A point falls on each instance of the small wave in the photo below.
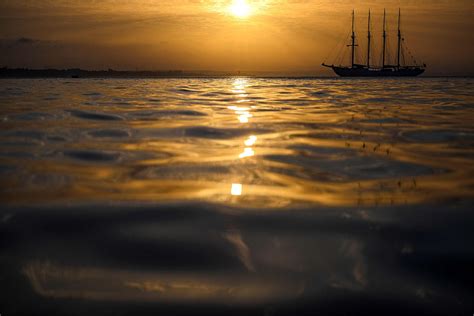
(95, 116)
(109, 133)
(90, 155)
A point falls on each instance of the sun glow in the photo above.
(240, 8)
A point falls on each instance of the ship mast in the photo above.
(399, 39)
(369, 37)
(353, 45)
(384, 35)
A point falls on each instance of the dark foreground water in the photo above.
(237, 196)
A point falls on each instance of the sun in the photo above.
(240, 9)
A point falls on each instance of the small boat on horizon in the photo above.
(384, 70)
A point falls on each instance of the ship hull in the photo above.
(386, 72)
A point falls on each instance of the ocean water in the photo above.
(237, 196)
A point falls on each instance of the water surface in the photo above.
(265, 196)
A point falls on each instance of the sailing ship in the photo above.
(385, 69)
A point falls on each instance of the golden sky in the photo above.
(286, 37)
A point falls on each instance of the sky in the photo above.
(275, 36)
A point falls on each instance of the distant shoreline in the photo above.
(76, 73)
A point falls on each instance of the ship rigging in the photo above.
(385, 69)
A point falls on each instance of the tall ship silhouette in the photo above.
(399, 68)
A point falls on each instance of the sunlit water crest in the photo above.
(240, 191)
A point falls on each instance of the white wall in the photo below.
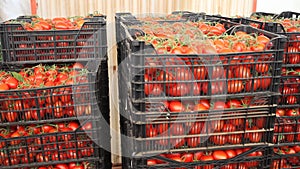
(277, 6)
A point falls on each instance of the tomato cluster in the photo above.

*Exercise instructions*: Reproduce all of the material above word for word, leaving out the pictures.

*Result below*:
A point falls on each instance of the small wave in the photo below.
(95, 116)
(109, 133)
(90, 155)
A point falls on each instance of the sun glow in the photo above.
(240, 8)
A point falls on each instance of the ship mast in the photo above.
(399, 39)
(369, 37)
(353, 45)
(384, 35)
A point falls on each instance of the dark foreground water in the photo above.
(237, 196)
A point falls on each instance of the sun in the photo above.
(240, 9)
A point falls on each instance of the small boat on horizon in the photo above.
(384, 70)
A point falls on each instance of the ship hull in the photo above.
(386, 72)
A point falls on each instance of the ocean water in the photo above.
(237, 196)
A point falls on each instance of the water surface in the photo above.
(265, 196)
A point falls on each instance of the sailing ship in the photo above.
(385, 69)
A point falls on each instance of the golden sky in the photo above.
(286, 37)
A point falls on each instance of the sky in the photo above.
(275, 36)
A point falls on each instance of the distant shoreline in the photo above.
(76, 73)
A point falls on each instance of the ship rigging in the photo above.
(385, 69)
A point falls on each instance of the tall ship silhouette in the photo above.
(399, 68)
A point falls on each instance of the sunlit water crest in the photo above.
(240, 191)
A point falls on each instance of the white wall in the photo below.
(277, 6)
A point falls on each instance of the tomato cluster in the photo above.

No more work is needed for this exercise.